PROBLEM STATEMENT
Locate every line in the data below that includes the word "window" and copy each of those lines in full.

-------------------------

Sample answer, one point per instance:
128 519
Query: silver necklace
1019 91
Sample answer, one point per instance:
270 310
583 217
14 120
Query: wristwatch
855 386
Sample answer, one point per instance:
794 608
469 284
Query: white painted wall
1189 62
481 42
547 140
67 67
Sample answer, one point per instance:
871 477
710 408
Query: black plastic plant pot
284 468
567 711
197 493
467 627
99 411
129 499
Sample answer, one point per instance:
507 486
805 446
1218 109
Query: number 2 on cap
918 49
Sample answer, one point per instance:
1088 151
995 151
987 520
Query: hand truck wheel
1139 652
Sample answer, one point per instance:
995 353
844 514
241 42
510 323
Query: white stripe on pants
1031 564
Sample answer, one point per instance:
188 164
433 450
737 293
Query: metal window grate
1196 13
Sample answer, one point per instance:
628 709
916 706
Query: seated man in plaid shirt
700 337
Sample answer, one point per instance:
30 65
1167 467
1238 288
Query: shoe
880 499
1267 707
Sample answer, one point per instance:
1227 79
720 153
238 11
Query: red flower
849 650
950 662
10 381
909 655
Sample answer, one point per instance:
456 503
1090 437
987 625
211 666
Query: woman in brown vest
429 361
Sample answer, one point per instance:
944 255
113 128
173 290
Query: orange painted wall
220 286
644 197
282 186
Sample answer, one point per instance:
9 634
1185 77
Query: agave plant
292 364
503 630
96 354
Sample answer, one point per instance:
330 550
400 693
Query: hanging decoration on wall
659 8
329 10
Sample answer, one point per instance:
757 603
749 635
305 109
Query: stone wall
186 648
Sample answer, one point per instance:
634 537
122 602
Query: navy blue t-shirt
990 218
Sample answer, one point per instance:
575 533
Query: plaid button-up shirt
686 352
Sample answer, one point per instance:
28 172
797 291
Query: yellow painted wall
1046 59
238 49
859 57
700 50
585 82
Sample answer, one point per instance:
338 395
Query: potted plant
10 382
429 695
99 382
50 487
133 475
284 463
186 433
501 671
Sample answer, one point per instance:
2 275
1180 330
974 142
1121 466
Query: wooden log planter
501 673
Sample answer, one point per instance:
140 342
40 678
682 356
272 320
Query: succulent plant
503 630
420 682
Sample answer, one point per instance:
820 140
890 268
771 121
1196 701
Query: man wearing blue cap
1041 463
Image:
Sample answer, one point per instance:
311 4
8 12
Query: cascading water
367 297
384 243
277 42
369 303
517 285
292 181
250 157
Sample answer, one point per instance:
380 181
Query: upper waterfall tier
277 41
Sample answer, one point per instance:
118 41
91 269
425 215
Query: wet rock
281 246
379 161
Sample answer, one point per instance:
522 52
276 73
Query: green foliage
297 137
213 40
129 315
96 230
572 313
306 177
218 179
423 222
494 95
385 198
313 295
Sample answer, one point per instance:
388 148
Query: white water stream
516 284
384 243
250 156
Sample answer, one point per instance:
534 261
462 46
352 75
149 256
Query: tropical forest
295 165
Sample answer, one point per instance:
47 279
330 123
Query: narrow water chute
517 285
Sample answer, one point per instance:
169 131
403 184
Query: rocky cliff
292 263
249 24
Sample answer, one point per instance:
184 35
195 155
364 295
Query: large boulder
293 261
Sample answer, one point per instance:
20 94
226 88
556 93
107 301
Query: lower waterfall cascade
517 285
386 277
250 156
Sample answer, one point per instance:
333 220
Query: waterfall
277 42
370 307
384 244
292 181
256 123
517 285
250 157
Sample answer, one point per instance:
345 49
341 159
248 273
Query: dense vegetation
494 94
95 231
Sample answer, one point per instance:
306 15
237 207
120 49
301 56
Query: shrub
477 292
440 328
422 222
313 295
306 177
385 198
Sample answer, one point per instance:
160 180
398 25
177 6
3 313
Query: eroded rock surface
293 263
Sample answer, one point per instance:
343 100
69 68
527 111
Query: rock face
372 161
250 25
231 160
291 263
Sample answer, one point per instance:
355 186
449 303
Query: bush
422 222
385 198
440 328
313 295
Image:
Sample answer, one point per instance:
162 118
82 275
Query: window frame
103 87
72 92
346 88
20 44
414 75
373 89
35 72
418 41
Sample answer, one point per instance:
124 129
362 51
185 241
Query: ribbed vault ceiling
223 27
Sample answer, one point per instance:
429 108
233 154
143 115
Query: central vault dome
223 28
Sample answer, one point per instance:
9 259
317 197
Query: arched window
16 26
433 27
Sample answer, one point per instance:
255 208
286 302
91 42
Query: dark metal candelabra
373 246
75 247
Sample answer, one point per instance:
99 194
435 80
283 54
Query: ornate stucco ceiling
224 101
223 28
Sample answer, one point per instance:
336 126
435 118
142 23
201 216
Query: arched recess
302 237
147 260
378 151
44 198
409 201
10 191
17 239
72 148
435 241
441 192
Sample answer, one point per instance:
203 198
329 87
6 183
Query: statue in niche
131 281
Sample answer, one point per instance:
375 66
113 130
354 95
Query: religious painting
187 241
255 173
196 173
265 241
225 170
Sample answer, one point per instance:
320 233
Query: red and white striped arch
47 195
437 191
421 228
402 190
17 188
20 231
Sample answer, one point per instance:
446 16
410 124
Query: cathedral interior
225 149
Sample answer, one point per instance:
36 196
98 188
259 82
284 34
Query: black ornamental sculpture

-------------------------

COMPLETED TASK
Query: metal window grate
Query: window frame
Query: arched window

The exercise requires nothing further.